CITIZEN WEAPONS INSPECTION TEAMS
NOTICE OF INTENT

Date: August 3, 2003

To: Admiral James O. Ellis, Jr., Commander, U.S. Strategic Command

U.S. Strategic Command Headquarters, Offutt Air Force Base, Nebraska

This is to serve notice that a Citizen Weapons Inspection Team requests entry to the Headquarters of U.S. Strategic Command. on August 3, 2003, to investigate the involvement of Strategic Command in the deployment and planning for use of nuclear weapons, the most dangerous of all weapons of mass destruction.

The inspection team has information that suggests that Strategic Command is engaging in activities aimed at increasing U.S. capabilities to employ nuclear weapons for a wide variety of military purposes, and, together with other agencies of the United States Government, is engaging in planning and research that may lead to nuclear weapons with new military capabilities.

The Citizen Weapons Inspection Team will arrive at the Kinney Gate of Offutt Air Force Base, where Strategic Command Headquarters is located, at approximately 10:00 a.m., where we will present evidence of weapons work obtained from open public sources. At that time we will also announce our intent to gain "immediate, unimpeded, unconditional, and unrestricted access to any and all, including underground, areas, facilities, buildings, equipment, records, and means of transport," we may wish to inspect, as well as "private access to all officials and other persons" whom we wish to interview "in the mode or location of" our choice. (1)

We do not seek to acquire justifiably secret information about the design details of existing or proposed nuclear weapons, or information which would compromise the safety or security of nuclear weapons.

#### [Work order A]
Find every line of the records that contains the string "http", treating uppercase and lowercase as different, and copy each of those lines.
The notice and the records were taken from unrelated sources.

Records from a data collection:
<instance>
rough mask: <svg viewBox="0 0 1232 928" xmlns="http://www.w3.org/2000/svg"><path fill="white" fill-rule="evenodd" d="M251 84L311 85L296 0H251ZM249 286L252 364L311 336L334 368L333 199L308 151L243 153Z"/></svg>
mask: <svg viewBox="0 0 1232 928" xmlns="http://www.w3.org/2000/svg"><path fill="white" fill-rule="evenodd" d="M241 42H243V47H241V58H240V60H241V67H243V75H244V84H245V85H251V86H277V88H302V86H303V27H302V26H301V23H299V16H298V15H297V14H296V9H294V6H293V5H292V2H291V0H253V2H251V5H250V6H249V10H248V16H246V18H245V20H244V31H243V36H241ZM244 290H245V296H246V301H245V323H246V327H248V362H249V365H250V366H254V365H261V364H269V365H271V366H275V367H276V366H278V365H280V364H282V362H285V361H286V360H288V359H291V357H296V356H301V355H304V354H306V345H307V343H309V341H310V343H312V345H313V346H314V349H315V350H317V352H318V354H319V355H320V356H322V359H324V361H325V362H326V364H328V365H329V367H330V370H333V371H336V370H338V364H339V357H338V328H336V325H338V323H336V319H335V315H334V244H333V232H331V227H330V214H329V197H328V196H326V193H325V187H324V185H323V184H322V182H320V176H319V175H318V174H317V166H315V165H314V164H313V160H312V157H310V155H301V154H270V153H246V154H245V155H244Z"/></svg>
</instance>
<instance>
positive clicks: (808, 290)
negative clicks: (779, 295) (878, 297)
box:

#### [Work order B]
According to the notice of intent, at approximately what time will the Citizen Weapons Inspection Team arrive at the Kinney Gate of Offutt Air Force Base?

#### [Expected output A]
rough mask: <svg viewBox="0 0 1232 928" xmlns="http://www.w3.org/2000/svg"><path fill="white" fill-rule="evenodd" d="M251 84L311 85L296 0H251ZM249 286L252 364L311 336L334 368L333 199L308 151L243 153Z"/></svg>
mask: <svg viewBox="0 0 1232 928" xmlns="http://www.w3.org/2000/svg"><path fill="white" fill-rule="evenodd" d="M241 42H243V47H241V58H240V60H241V67H243V75H244V84H245V85H251V86H277V88H302V86H303V27H302V26H301V23H299V16H298V15H297V14H296V9H294V6H293V5H292V2H291V0H253V2H251V5H250V6H249V10H248V16H246V18H245V20H244V31H243V36H241ZM244 290H245V296H246V301H245V323H246V327H248V362H249V365H250V366H254V365H261V364H269V365H271V366H275V367H276V366H278V365H280V364H282V362H285V361H286V360H288V359H291V357H296V356H301V355H304V354H306V345H307V343H309V341H310V343H312V345H313V346H314V349H315V350H317V352H318V354H319V355H320V356H322V359H324V361H325V362H326V364H328V365H329V367H330V370H333V371H336V370H338V364H339V357H338V328H336V325H338V323H336V319H335V315H334V244H333V232H331V227H330V214H329V197H328V196H326V193H325V187H324V185H323V184H322V182H320V176H319V175H318V174H317V166H315V165H314V164H313V160H312V157H310V155H301V154H270V153H246V154H245V155H244Z"/></svg>

#### [Expected output B]
At approximately 10:00 a.m.